Die VOS wurde am 9. Februar 1950 von Heimkehrern aus sowjetischer Kriegsgefangenschaft und ehemaligen Internierten aus den sowjetischen Speziallagern im Westteil Berlins gegründet. Zu den zentralen Zielen des später bundesweit tätigen Verbandes zählte die soziale Betreuung von Opfern der kommunistischen Diktatur sowie der Kampf um die finanzielle und moralische Wiedergutmachung von Schäden, die den Verfolgten und ihren Angehörigen durch Haft, Mißhandlungen, Bespitzelungen sowie deren physische und psychische Folgen entstanden waren. Ferner wollte die Organisation auf die damalige gesellschaftliche Situation in Mittel- und Ostdeutschland aufmerksam machen. Mit Hilfe der Zeitzeugen sollte zudem dem schleichenden Vergessen und der Verharmlosung der kommunistischen Verbrechen Einhalt geboten werden.

- Aufgabe: Kopieren Sie den gesamten Lesetext über die VOS wortgetreu. Maßgeblich ist allein der Lesetext.

Daten zur Objektverortung in natürlicher Sprache
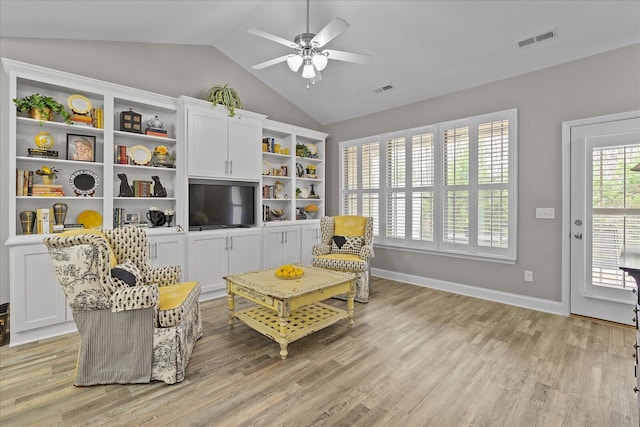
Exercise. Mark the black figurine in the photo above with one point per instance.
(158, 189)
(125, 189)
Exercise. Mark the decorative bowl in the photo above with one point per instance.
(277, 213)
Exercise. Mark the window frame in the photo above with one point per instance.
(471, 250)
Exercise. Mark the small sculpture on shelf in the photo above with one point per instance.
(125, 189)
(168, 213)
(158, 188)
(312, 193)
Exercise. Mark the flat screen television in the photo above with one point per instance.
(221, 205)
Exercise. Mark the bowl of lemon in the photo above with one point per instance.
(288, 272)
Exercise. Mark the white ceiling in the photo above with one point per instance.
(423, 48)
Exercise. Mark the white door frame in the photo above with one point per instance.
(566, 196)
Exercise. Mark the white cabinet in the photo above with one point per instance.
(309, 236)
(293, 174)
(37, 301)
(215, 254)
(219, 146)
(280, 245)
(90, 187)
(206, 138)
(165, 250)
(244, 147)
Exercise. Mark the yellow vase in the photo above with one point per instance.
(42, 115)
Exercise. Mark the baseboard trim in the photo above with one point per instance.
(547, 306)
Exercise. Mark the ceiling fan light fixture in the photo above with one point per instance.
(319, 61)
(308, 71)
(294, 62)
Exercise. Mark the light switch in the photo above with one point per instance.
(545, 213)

- Antwort:
Die VOS wurde am 9. Februar 1950 von Heimkehrern aus sowjetischer Kriegsgefangenschaft und ehemaligen Internierten aus den sowjetischen Speziallagern im Westteil Berlins gegründet. Zu den zentralen Zielen des später bundesweit tätigen Verbandes zählte die soziale Betreuung von Opfern der kommunistischen Diktatur sowie der Kampf um die finanzielle und moralische Wiedergutmachung von Schäden, die den Verfolgten und ihren Angehörigen durch Haft, Mißhandlungen, Bespitzelungen sowie deren physische und psychische Folgen entstanden waren. Ferner wollte die Organisation auf die damalige gesellschaftliche Situation in Mittel- und Ostdeutschland aufmerksam machen. Mit Hilfe der Zeitzeugen sollte zudem dem schleichenden Vergessen und der Verharmlosung der kommunistischen Verbrechen Einhalt geboten werden.